[Arbeitsauftrag] Tippen Sie aus dem Quellenauszug die Passage wortgetreu ab, die bei „Für die Soziologie“ beginnt und bei „variiert werden könnten.“ endet.

[Quellenauszug]
++++++++++++++++++++

Die Heterogenität der Normalitäts- und Normativitätserwartungen der sich kontrollierenden Instanzen steht uns heute klar vor Augen. Doch es gilt nicht nur ihre Co-Existenz zu konstatieren. Normativitäten überlappen sich empirisch und stehen in vielfältigen Wechselwirkungen – auch und gerade, was Art und Tiefe des Erwartungszusammenhanges betrifft. Erwartungen der Familie, des Betriebs und des Staats, um nur wenige herauszuheben, lassen sich nicht nacheinander abarbeiten oder hierarchisieren. Ihre jeweilige Normativität kennt unterschiedliche „Aggregatzustände“ des (In-)formalen sowie unterschiedlich gelagerte Sanktionsmöglichkeiten (Nell 2020), sie beobachten und beaufsichtigen einander (Mölders 2021).

Für die Soziologie war wohl Georg Simmel mit seiner „Kreuzung socialer Kreise“ (1890) der erste, der sich systematisch mit dem Wechsel- und Zusammenwirken differenzierter Erwartungszusammenhänge beschäftigte. Sein Fluchtpunkt – und darin wiederum Ehrlich ähnlich – war aber das Individuum als Schnittpunkt. Das Unteilbare des Einzelnen verdankte sich gerade dem Ausgesetztsein unterschiedlicher Kreiserwartungen, die ihrerseits durch den Eintritt anderweitig Geprägter angereichert und variiert werden könnten.

++++++++++++++++++++

[Auszüge aus Datensätzen]
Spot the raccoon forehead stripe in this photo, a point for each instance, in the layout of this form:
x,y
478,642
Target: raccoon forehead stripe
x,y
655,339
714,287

++++++++++++++++++++

[Vollständige Antwort]
Für die Soziologie war wohl Georg Simmel mit seiner „Kreuzung socialer Kreise“ (1890) der erste, der sich systematisch mit dem Wechsel- und Zusammenwirken differenzierter Erwartungszusammenhänge beschäftigte. Sein Fluchtpunkt – und darin wiederum Ehrlich ähnlich – war aber das Individuum als Schnittpunkt. Das Unteilbare des Einzelnen verdankte sich gerade dem Ausgesetztsein unterschiedlicher Kreiserwartungen, die ihrerseits durch den Eintritt anderweitig Geprägter angereichert und variiert werden könnten.